Stored data
___

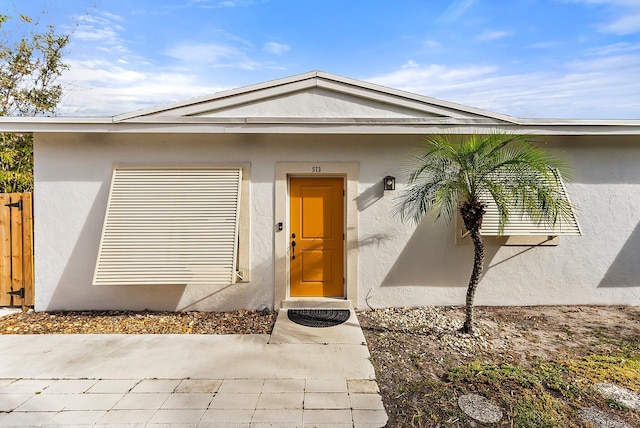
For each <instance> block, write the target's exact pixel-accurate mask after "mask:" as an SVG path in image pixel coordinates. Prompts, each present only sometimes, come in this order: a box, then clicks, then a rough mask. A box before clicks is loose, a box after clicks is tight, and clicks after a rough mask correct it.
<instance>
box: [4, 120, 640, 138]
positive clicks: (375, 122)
mask: <svg viewBox="0 0 640 428" xmlns="http://www.w3.org/2000/svg"><path fill="white" fill-rule="evenodd" d="M527 122H528V123H527V124H510V123H503V122H500V121H494V120H490V119H455V118H398V119H395V118H280V117H276V118H265V117H260V118H219V117H213V118H212V117H162V116H155V117H140V118H135V119H130V120H127V121H123V122H117V123H114V121H113V118H110V117H108V118H83V117H73V118H72V117H69V118H67V117H64V118H63V117H55V118H50V117H46V118H44V117H36V118H33V117H32V118H25V117H0V132H37V133H176V134H179V133H185V134H193V133H200V134H225V133H236V134H243V133H246V134H261V133H262V134H268V133H272V134H399V135H402V134H407V135H410V134H414V135H415V134H418V135H427V134H438V133H460V134H473V133H490V132H495V131H504V132H511V133H517V134H525V135H566V136H580V135H594V136H598V135H600V136H609V135H640V121H637V120H604V121H582V120H580V121H554V122H555V123H553V124H551V123H545V122H544V121H539V120H536V121H533V120H531V121H527Z"/></svg>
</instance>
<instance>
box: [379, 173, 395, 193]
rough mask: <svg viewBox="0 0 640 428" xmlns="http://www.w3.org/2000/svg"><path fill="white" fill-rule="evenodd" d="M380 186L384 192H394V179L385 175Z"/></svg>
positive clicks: (393, 177) (389, 175) (389, 176)
mask: <svg viewBox="0 0 640 428" xmlns="http://www.w3.org/2000/svg"><path fill="white" fill-rule="evenodd" d="M382 186H383V188H384V190H396V178H395V177H393V176H391V175H387V176H386V177H385V178H384V179H383V180H382Z"/></svg>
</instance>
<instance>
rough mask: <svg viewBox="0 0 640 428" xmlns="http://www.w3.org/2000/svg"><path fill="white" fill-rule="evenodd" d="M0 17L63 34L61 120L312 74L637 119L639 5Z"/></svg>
mask: <svg viewBox="0 0 640 428" xmlns="http://www.w3.org/2000/svg"><path fill="white" fill-rule="evenodd" d="M0 13H3V14H5V15H9V16H14V17H15V16H16V15H17V13H22V14H25V15H29V16H31V17H35V18H37V19H38V20H39V23H40V25H48V24H50V25H54V26H55V27H56V29H57V30H59V31H61V32H69V33H70V34H71V42H70V44H69V46H68V48H67V49H66V51H65V56H64V61H65V62H66V63H67V64H68V66H69V69H68V70H67V71H66V72H65V73H64V75H63V76H62V77H61V79H60V83H62V85H63V87H64V96H63V100H62V102H61V104H60V106H59V112H58V115H61V116H111V115H116V114H120V113H125V112H130V111H135V110H139V109H143V108H148V107H153V106H160V105H166V104H171V103H174V102H177V101H182V100H186V99H189V98H194V97H201V96H205V95H209V94H213V93H215V92H218V91H221V90H228V89H232V88H237V87H241V86H246V85H250V84H254V83H261V82H264V81H268V80H273V79H278V78H283V77H288V76H292V75H296V74H300V73H305V72H308V71H314V70H321V71H325V72H328V73H332V74H337V75H340V76H344V77H349V78H352V79H358V80H364V81H367V82H371V83H376V84H380V85H383V86H388V87H392V88H395V89H401V90H406V91H410V92H414V93H416V94H420V95H425V96H429V97H433V98H438V99H442V100H446V101H452V102H456V103H460V104H464V105H468V106H472V107H476V108H480V109H485V110H489V111H492V112H496V113H502V114H508V115H511V116H516V117H522V118H584V119H639V118H640V0H449V1H445V0H393V1H392V0H366V1H365V0H362V1H361V0H319V1H307V0H2V1H1V2H0ZM5 28H7V29H10V28H11V27H9V26H5Z"/></svg>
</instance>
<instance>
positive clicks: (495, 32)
mask: <svg viewBox="0 0 640 428" xmlns="http://www.w3.org/2000/svg"><path fill="white" fill-rule="evenodd" d="M508 35H509V33H508V32H506V31H496V30H487V31H485V32H484V33H482V34H480V35H479V36H478V40H482V41H487V40H497V39H502V38H503V37H506V36H508Z"/></svg>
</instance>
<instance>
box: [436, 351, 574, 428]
mask: <svg viewBox="0 0 640 428" xmlns="http://www.w3.org/2000/svg"><path fill="white" fill-rule="evenodd" d="M445 378H446V380H447V381H449V382H452V383H453V385H454V386H455V387H456V389H459V390H461V391H473V392H476V393H479V394H481V395H484V396H485V397H487V398H489V399H490V400H492V401H494V402H496V403H499V404H502V406H503V407H504V408H508V409H510V412H509V413H510V417H511V418H512V421H513V423H514V424H515V426H517V427H523V428H528V427H531V428H545V427H570V426H573V425H572V422H571V421H572V420H573V419H572V418H573V417H574V416H575V415H574V411H573V410H572V409H571V407H570V406H569V405H568V404H567V403H566V402H565V401H564V399H565V398H567V399H580V397H581V396H582V395H583V394H584V391H583V390H582V389H581V388H580V387H579V386H578V384H576V383H575V382H574V381H573V380H572V379H571V377H570V375H569V372H568V370H567V369H566V368H565V367H564V366H562V365H560V364H557V363H553V362H538V363H536V364H532V365H531V366H529V367H526V368H525V367H521V366H517V365H513V364H500V365H498V364H495V363H493V362H480V361H478V360H475V361H472V362H470V363H468V364H465V365H461V366H457V367H452V368H450V369H449V371H448V372H447V374H446V376H445Z"/></svg>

___

Please print the entries above exactly. Skip every picture.

For each <instance> block, write the target's exact pixel-accurate mask after "mask:" as an SVG path in image pixel coordinates. Prompts, each present only sometimes, come in this order: a box, then clicks, then a rough mask. A box before clicks is loose, a box after clicks is tight, and clicks after a rough mask correct it.
<instance>
box: [4, 120, 640, 138]
positive clicks: (375, 122)
mask: <svg viewBox="0 0 640 428" xmlns="http://www.w3.org/2000/svg"><path fill="white" fill-rule="evenodd" d="M527 122H528V123H527V124H510V123H503V122H500V121H494V120H490V119H455V118H398V119H395V118H280V117H276V118H265V117H260V118H219V117H213V118H212V117H162V116H155V117H140V118H135V119H130V120H127V121H123V122H117V123H114V121H113V118H110V117H108V118H83V117H73V118H72V117H69V118H67V117H64V118H63V117H55V118H50V117H46V118H44V117H36V118H33V117H32V118H25V117H0V132H37V133H176V134H179V133H185V134H193V133H200V134H225V133H236V134H243V133H246V134H261V133H262V134H268V133H272V134H399V135H402V134H407V135H410V134H414V135H415V134H418V135H427V134H438V133H460V134H473V133H490V132H495V131H504V132H511V133H517V134H525V135H566V136H580V135H594V136H598V135H600V136H609V135H640V121H637V120H604V121H582V120H580V121H554V122H555V123H553V124H551V123H545V122H544V121H539V120H536V121H533V120H531V121H527Z"/></svg>
</instance>
<instance>
box: [379, 173, 395, 193]
rough mask: <svg viewBox="0 0 640 428" xmlns="http://www.w3.org/2000/svg"><path fill="white" fill-rule="evenodd" d="M380 186L384 192H394V179L385 175Z"/></svg>
positive clicks: (393, 177) (389, 175) (389, 176)
mask: <svg viewBox="0 0 640 428" xmlns="http://www.w3.org/2000/svg"><path fill="white" fill-rule="evenodd" d="M382 186H383V188H384V190H396V178H395V177H393V176H391V175H387V176H386V177H385V178H384V179H383V180H382Z"/></svg>
</instance>
<instance>
rough mask: <svg viewBox="0 0 640 428" xmlns="http://www.w3.org/2000/svg"><path fill="white" fill-rule="evenodd" d="M0 17L63 34L61 120L312 74L637 119L639 5Z"/></svg>
mask: <svg viewBox="0 0 640 428" xmlns="http://www.w3.org/2000/svg"><path fill="white" fill-rule="evenodd" d="M0 13H3V14H5V15H9V16H14V17H15V16H16V15H17V13H22V14H25V15H29V16H31V17H35V18H37V19H38V20H39V23H40V25H48V24H50V25H54V26H55V27H56V29H57V30H59V31H61V32H69V33H70V34H71V42H70V44H69V46H68V48H67V49H66V51H65V56H64V61H65V62H66V63H67V64H68V66H69V69H68V70H67V71H66V72H65V73H64V75H63V76H62V77H61V79H60V83H62V85H63V87H64V96H63V100H62V102H61V104H60V106H59V112H58V115H61V116H111V115H116V114H120V113H125V112H130V111H135V110H139V109H143V108H148V107H153V106H160V105H166V104H171V103H174V102H177V101H182V100H186V99H189V98H194V97H201V96H205V95H209V94H213V93H215V92H218V91H221V90H228V89H232V88H237V87H241V86H246V85H250V84H254V83H261V82H264V81H268V80H273V79H278V78H283V77H288V76H292V75H296V74H300V73H305V72H308V71H314V70H321V71H325V72H328V73H332V74H337V75H340V76H344V77H349V78H352V79H358V80H364V81H367V82H371V83H376V84H380V85H383V86H388V87H392V88H395V89H401V90H406V91H410V92H414V93H416V94H420V95H425V96H429V97H433V98H438V99H442V100H446V101H452V102H456V103H460V104H464V105H468V106H472V107H476V108H480V109H485V110H489V111H492V112H496V113H502V114H508V115H511V116H516V117H522V118H584V119H639V118H640V0H449V1H445V0H393V1H392V0H366V1H365V0H362V1H361V0H319V1H307V0H2V1H1V2H0ZM5 28H7V29H10V28H11V27H9V26H5Z"/></svg>
</instance>
<instance>
positive clicks: (495, 32)
mask: <svg viewBox="0 0 640 428" xmlns="http://www.w3.org/2000/svg"><path fill="white" fill-rule="evenodd" d="M508 35H509V33H508V32H506V31H496V30H487V31H485V32H484V33H482V34H480V35H479V36H478V40H482V41H487V40H497V39H502V38H503V37H506V36H508Z"/></svg>
</instance>
<instance>
box: [436, 351, 574, 428]
mask: <svg viewBox="0 0 640 428" xmlns="http://www.w3.org/2000/svg"><path fill="white" fill-rule="evenodd" d="M445 378H446V380H447V381H449V382H452V383H453V385H454V386H455V387H456V389H459V390H461V391H473V392H476V393H479V394H481V395H484V396H485V397H487V398H489V399H490V400H492V401H494V402H496V403H499V404H502V406H503V407H504V408H508V409H510V412H509V413H510V417H511V418H512V421H513V423H514V424H515V426H517V427H523V428H528V427H531V428H545V427H570V426H573V425H572V422H571V421H572V420H573V419H572V418H573V417H574V416H575V415H574V411H573V410H572V409H571V407H570V406H569V405H568V404H567V403H566V402H565V401H564V399H565V398H567V399H580V397H581V396H582V395H583V394H584V391H583V390H582V389H581V388H580V387H579V386H578V384H576V383H575V382H574V381H573V380H572V379H571V377H570V375H569V372H568V370H567V369H566V368H565V367H564V366H562V365H560V364H557V363H553V362H538V363H536V364H532V365H531V366H529V367H526V368H525V367H521V366H517V365H513V364H500V365H498V364H495V363H493V362H480V361H478V360H475V361H472V362H470V363H468V364H465V365H461V366H457V367H452V368H450V369H449V371H448V372H447V374H446V376H445Z"/></svg>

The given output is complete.